_Excerto selecionado_
Na mesma noite se cuidou de produzir metralha para as peças que se esperavam da Figueira; e às seis horas da manhã estavam feitos mais de 3.000 cartuchos … Até ao dia 14 de Julho estavam já feitos 60.000 cartuchos …
«Além do material de guerra fabricado … foram consertadas grande número de espingardas e preparado um número extraordinário de objetos necessários para a campanha, na fábrica de fiação de Manuel Fernandes Guimarães, estabelecida na Rua João Cabreira…»
No mesmo dia 26, tocando-se a rebate em Coimbra, por haver chegado a Viseu o general Loison (o odiado e temido “maneta”) que segundo voz corrente se encaminhava para Coimbra, o Governador da Cidade, Doutor Manuel Pais de Aragão Trigoso, publicou uma proclamação ordenando a todas as autoridades civis e militares que convocassem às armas as ordenanças, milícias e quaisquer militares que tivessem tido baixa desde o ano de 1801 e todos os corpos civis. E no dia seguinte – maravilha foi presenciá-lo – 15.000 a 20.000 paisanos se apresentaram, «armados de lanças e roçadoiras, armas que não erram o tiro» ávidos de lutarem contra os inimigos.
… Nesse mesmo dia, alistaram-se numerosos estudantes, posto que a maioria se encontrasse já ausente, em gozo de férias. E com os inscritos organizou o Doutor Tristão Álvares da Costa Silveira, lente de cálculo e major de engenharia, um corpo académico.
Loureiro, J. P. 1967. Coimbra no Século XIX. Separata do Arquivo Coimbrão, Vol. XXIII. Coimbra, Câmara Municipal de Coimbra. Pg. 55 a 57
Umas execuções de 9 soldados e de alguns populares feitas pelos invasores nas Caldas da Rainha, a 29 de Fevereiro de 1808, e a opressão tornando-se dia-a-dia mais insuportável, constituíram fatores que tornaram inevitável o rompimento.
… a 22 de Junho, vieram do Porto, em direção a Coimbra, o doutor José Bernardo de Azevedo, José Pedro da Silva e Custódio José da Maia, este acompanhado de alguns voluntários, com o propósito de surpreenderem e aprisionarem a guarnição francesa desta cidade.
Uma vez chegados a Óis do Bairro, trataram de pedir todo o possível auxílio ao respetivo coronel das milícias … marchando incorporados sobre Coimbra a cujo subúrbio norte, no sítio da Ponte Nova, modernamente Rua do Padrão, chegaram às 8 horas da tarde de 23 de Junho.
Uma vez aí, defrontaram-se com quatro soldados de cavalaria dos ocupantes, dois franceses e dois portugueses que, interrogados acerca de quem vivia, prontamente responderam que Napoleão, disparando simultaneamente dois tiros de pistola, correspondidos com uma descarga que pôs três deles por terra, dois mortos e um gravemente ferido, vindo unir-se-lhes o soldado português sobrevivente, que soltou um viva ao príncipe de Portugal … todos arremetendo logo impetuosamente contra a guarda avançada de dez soldados, postada à entrada da cidade, ferindo quatro e prendendo os restantes.

[Itens armazenados do conjunto de dados]
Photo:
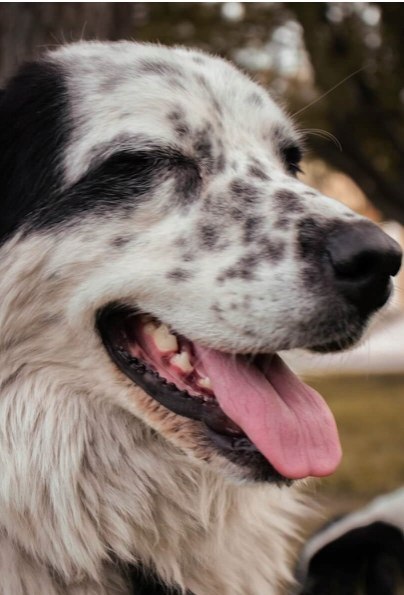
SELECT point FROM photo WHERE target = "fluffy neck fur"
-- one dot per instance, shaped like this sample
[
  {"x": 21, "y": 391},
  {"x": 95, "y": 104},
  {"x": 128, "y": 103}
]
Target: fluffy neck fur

_Requisitos do exercício_
• 1. Segundo o excerto selecionado, quem organizou o corpo académico com os estudantes inscritos?
• 2. Prossiga o excerto selecionado a partir da última frase apresentada.

_Respostas_
• 1. O Doutor Tristão Álvares da Costa Silveira, lente de cálculo e major de engenharia.

• 2.
Foi indiscutível o entusiasmo popular resultante deste primeiro êxito, logo se juntando inúmeros voluntários com o apoio dos quais assaltaram o aquartelamento francês, no antigo Colégio de S. Tomás (demolido há anos, erguendo-se em seu lugar o Palácio da Justiça) defendido por 40 soldados, que chegaram a disparar 18 tiros. Mas que foram rapidamente dominados.
O seu comandante, que era um tenente, foi preso na Rua da Sofia, bem como o comissário de guerra e outros franceses.
… Foram chamar o tanoeiro José Pedro de Jesus, juiz do povo, e com ele trataram de descobrir as armas reais da Câmara, bem com as de Santa Cruz e de outros lugares públicos, recobertas com argamassa pelos invasores; e, no dia seguinte … todos os franceses aprisionados, em número de 60, foram enviados na direção do Porto.
Loureiro, J. P. 1967. Coimbra no Século XIX. Separata do Arquivo Coimbrão, Vol. XXIII. Coimbra, Câmara Municipal de Coimbra. Pg. 53 e 54
A 17 de Março de 1808, seguiu de Lisboa para Baiona a referida deputação portuguesa, da iniciativa de Junot, enviada cumprimentar Napoleão Bonaparte. E um dos seus membros foi o reformador-reitor da Universidade e bispo-conde desta diocese, D. Francisco de Lemos de Faria Pereira Coutinho
… Por esse facto, tornou-se o prestigioso prelado suspeito de «jacobino», termo sinónimo de partidário dos franceses, adesão que durante a guerra peninsular foi justamente considerada um dos mais graves crimes, só tendo regressado a Portugal dois anos mais tarde, saído de Bordéus a 15 de Setembro de 1810, e chegando à Mealhada no princípio de Dezembro do mesmo ano.
Tendo, porém, o propósito de dirigir-se a Coimbra, foi impedido de o fazer, recebendo ordem de seguir para o Porto, onde foi sujeito a prolongados interrogatórios por parte do chanceler da Relação e Casa do Porto, plenamente se justificando de tudo quanto praticara.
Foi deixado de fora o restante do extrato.